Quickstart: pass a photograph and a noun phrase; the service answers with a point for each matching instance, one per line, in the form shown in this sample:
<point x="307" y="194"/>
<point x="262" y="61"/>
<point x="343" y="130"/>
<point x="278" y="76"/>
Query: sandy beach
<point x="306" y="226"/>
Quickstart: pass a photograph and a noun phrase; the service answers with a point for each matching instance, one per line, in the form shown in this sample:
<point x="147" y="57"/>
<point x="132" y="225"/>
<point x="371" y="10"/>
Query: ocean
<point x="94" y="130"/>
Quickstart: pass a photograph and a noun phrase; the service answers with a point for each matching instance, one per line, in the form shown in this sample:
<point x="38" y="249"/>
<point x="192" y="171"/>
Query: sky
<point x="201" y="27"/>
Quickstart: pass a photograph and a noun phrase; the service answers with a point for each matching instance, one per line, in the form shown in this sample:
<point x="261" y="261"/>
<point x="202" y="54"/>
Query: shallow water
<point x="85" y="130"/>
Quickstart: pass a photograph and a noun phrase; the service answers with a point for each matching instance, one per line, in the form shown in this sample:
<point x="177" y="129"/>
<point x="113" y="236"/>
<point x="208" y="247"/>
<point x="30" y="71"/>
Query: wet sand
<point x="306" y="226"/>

§ **WHAT YOU WILL DO**: Render every line of the rows above as a JSON list of strings, one string per line, omitting blank lines.

§ **SOLUTION FOR THIS PROBLEM**:
[
  "Quickstart: pass a photograph and a noun phrase; the service answers with a point for each matching instance, one per line, in the form shown in this sample:",
  "<point x=\"307\" y=\"194\"/>",
  "<point x=\"262\" y=\"61\"/>",
  "<point x=\"343\" y=\"130\"/>",
  "<point x=\"278\" y=\"76\"/>",
  "Query: sandy beach",
  "<point x=\"306\" y=\"226\"/>",
  "Quickstart: pass a photograph and a noun phrase; the service answers with a point for each matching instance, one per line, in the form shown in this sample:",
  "<point x=\"147\" y=\"57\"/>",
  "<point x=\"132\" y=\"225\"/>",
  "<point x=\"371\" y=\"10\"/>",
  "Query: ocean",
  "<point x=\"94\" y=\"130\"/>",
  "Quickstart: pass a photograph and a noun phrase; the service answers with a point for each matching instance, one per line, in the form shown in this sample:",
  "<point x=\"38\" y=\"249\"/>",
  "<point x=\"192\" y=\"171\"/>",
  "Query: sky",
  "<point x=\"201\" y=\"27\"/>",
  "Quickstart: pass a photograph and a noun phrase; the service answers with a point for each matching instance, one per line, in the form shown in this sample:",
  "<point x=\"261\" y=\"261\"/>",
  "<point x=\"202\" y=\"54\"/>",
  "Query: shallow water",
  "<point x=\"85\" y=\"130\"/>",
  "Quickstart: pass a photograph and a noun phrase; the service answers with a point for each matching instance, one per line, in the form shown in this sample:",
  "<point x=\"177\" y=\"129\"/>",
  "<point x=\"113\" y=\"236\"/>",
  "<point x=\"208\" y=\"247\"/>",
  "<point x=\"30\" y=\"71\"/>",
  "Query: wet sand",
  "<point x=\"306\" y=\"226\"/>"
]